Identify each line in the entries below that contains the word "wooden", and copy every such line in full. Case matters when matching.

########

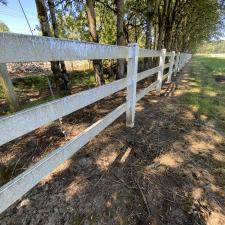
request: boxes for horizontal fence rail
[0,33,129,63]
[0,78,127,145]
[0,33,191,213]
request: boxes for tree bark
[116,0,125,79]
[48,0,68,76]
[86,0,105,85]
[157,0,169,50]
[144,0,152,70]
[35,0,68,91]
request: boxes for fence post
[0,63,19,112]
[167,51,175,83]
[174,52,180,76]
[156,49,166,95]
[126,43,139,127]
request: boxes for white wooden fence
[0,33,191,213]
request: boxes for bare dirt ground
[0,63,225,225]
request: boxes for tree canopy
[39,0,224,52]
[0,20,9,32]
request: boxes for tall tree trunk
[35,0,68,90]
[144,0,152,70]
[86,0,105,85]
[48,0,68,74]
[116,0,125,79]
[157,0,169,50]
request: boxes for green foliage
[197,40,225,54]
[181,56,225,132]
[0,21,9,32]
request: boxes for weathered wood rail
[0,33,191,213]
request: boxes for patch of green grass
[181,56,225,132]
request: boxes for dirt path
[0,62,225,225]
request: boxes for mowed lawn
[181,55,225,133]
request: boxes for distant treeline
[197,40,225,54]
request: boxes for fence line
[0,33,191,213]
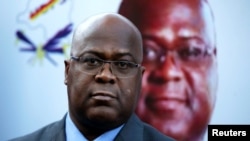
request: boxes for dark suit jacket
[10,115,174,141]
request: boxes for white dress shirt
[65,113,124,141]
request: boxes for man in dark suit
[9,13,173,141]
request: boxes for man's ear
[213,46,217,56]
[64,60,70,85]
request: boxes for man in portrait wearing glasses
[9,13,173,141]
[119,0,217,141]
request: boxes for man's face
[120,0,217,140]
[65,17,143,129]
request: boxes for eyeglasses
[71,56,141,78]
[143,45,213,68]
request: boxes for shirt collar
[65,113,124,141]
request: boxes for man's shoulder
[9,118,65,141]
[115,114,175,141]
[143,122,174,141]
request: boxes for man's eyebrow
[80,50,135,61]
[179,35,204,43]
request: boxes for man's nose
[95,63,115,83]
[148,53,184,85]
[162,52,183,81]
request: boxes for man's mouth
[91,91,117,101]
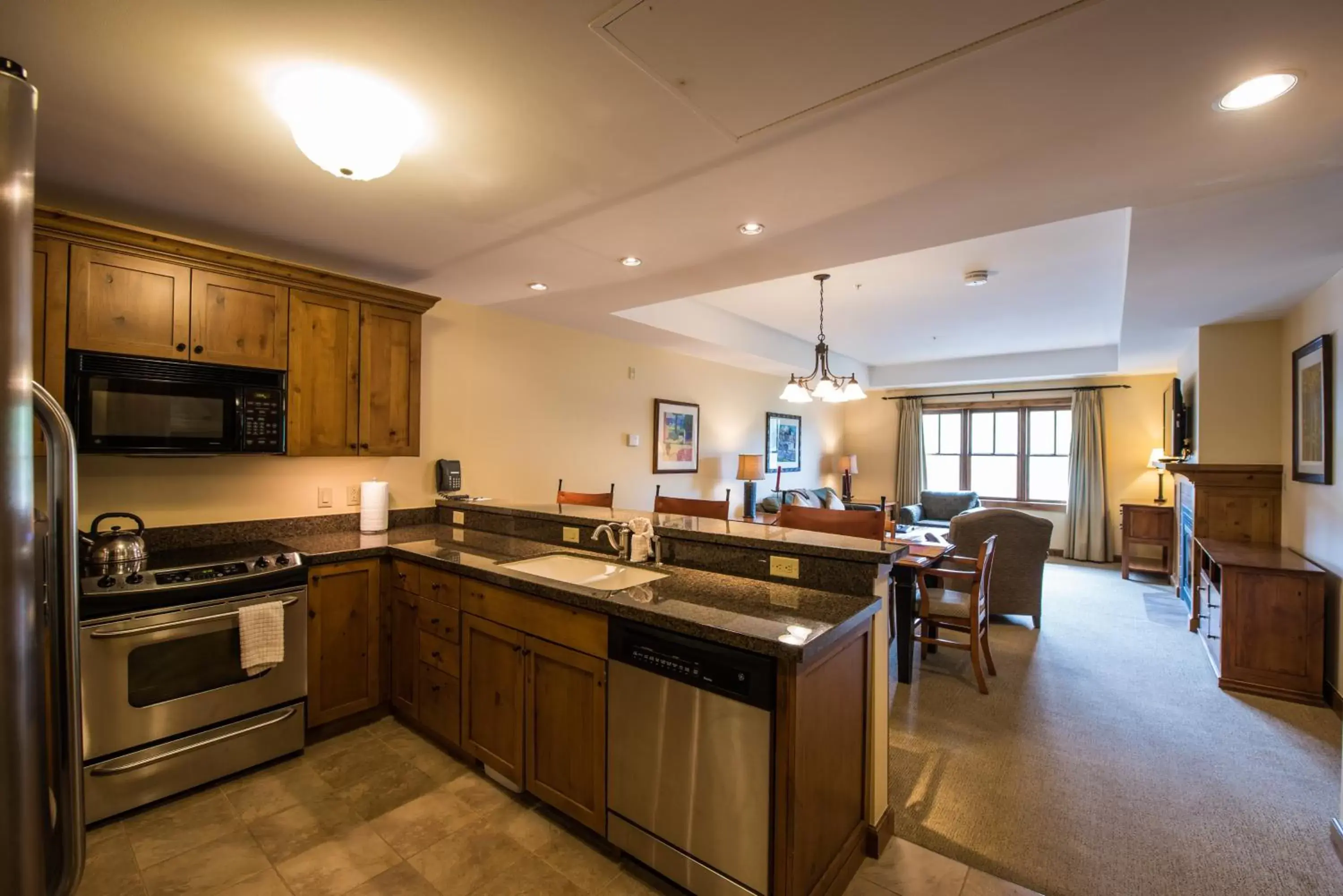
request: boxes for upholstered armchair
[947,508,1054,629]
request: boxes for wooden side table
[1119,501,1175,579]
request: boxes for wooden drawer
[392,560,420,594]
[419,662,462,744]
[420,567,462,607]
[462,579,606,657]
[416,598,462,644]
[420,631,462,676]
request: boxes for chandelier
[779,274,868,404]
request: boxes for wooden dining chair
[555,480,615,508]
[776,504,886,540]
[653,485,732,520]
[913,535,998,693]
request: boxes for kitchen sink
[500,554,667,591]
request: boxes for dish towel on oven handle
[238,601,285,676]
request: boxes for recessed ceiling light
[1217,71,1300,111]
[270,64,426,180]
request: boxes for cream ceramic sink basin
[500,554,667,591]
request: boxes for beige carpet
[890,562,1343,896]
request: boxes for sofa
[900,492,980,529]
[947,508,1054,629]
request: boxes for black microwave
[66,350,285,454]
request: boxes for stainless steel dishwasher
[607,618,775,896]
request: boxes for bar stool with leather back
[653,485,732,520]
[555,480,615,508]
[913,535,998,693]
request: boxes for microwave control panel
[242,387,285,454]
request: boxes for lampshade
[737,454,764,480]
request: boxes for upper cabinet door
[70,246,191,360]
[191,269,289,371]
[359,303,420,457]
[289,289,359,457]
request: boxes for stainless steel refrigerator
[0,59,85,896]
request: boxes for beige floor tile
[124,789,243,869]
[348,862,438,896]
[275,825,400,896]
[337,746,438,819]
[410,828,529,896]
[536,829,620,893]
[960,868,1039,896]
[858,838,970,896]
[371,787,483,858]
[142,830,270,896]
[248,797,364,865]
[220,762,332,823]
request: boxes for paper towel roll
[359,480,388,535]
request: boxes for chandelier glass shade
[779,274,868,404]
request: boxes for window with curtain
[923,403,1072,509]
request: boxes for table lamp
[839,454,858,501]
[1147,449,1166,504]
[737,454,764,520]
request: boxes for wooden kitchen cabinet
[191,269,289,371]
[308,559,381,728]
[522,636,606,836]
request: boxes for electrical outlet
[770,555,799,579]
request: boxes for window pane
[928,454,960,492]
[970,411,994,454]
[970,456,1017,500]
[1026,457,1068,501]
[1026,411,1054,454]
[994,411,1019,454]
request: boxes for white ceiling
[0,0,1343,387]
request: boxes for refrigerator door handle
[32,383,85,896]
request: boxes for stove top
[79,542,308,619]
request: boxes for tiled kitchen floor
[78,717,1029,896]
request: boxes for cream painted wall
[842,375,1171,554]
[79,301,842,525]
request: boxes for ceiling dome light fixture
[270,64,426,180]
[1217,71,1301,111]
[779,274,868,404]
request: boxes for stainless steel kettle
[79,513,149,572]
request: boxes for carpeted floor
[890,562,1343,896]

########

Correct response —
request: boxes for white wooden fence
request: boxes for wooden side table
request: boxes for wooden drawer
request: boxes for wooden dining chair
request: boxes for wooden kitchen cabinet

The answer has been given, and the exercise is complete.